GIVEN TEXT:
Scientists have re-written the explosive history of Mt Taranaki – and now have a clearer picture of what the next big blow might look like.

A just-published study has found the last eruption at the picture-postcard volcano likely took place more recently than long thought.

Taranaki began erupting about 130,000 years ago, with large eruptions occurring on average every 500 years and smaller eruptions about 90 years apart.

While minor volcanic events were recorded to have taken place in the mid-1800s, the last explosive-medium sized ash eruption was estimated to have occurred around 1755AD.


But the new study, which drew on new paleomagnetic methods, has shifted that date to somewhere between 1784 and 1795.

The study also revealed the volcano was in its second-longest break between events in more than 1200 years of records – an important finding, given larger slumbers could make for bigger eruptions.

Further, the work showed how the last event created a lava dome much larger than scientists had thought, covering much of the upper northwestern part of the volcano.

WHAT YOU NEED TO DO: Carry the Mt Taranaki eruption article forward, beginning right after its final sentence about the lava dome. The listing that comes next has no connection to the text about Mt Taranaki.

DATA EXCERPT:

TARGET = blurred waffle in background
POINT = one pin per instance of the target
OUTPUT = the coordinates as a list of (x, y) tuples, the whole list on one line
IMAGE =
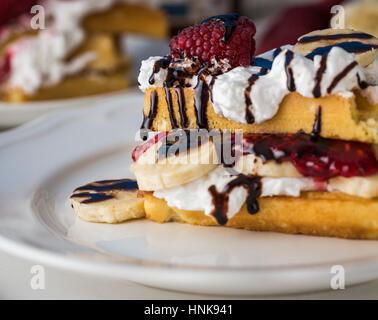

RESPONSE AREA:
University of Auckland volcanologist Professor Shane Cronin said scientists had been long frustrated in trying to learn more about that eruption.

That was due to the dangers of high elevation and extreme weather, snow and the site being too young to date with standard radiometric methods.

Interestingly, the key to getting sharper picture proved to be the knowledge that the Earth's magnetic pole migrated and varied in strength over time.

After they developed a map of the pole changing over time, the researchers turned to those iron-bearing, magnetic minerals found within old erupted volcanic lavas.

"As soon as the lava cools, the magnetic minerals align themselves to the magnetic field active at the time," Cronin said.


"By collecting about 50 small, oriented samples from the summit lava dome on Mt Taranaki, we could heat them up in the laboratory and progressively strip away the magnetic field stored in the samples - all the while measuring the magnetic field of the sample in very sensitive equipment."

The large number of samples allowed the scientists to gain a very accurate estimate of the strength and orientation of the magnetic field of New Zealand at the time of lava cooling.

"We could then compare this value with that of the master New Zealand pole-wandering map," he said.

"As a check on the field conditions and age, we also had the benefit of direct measurements of the magnetic pole made by Captain James Cook as he passed the west coast of New Zealand in 1769 to 1770.

"This resulted in our best ever age estimate for the last eruption between 1784 and 1795."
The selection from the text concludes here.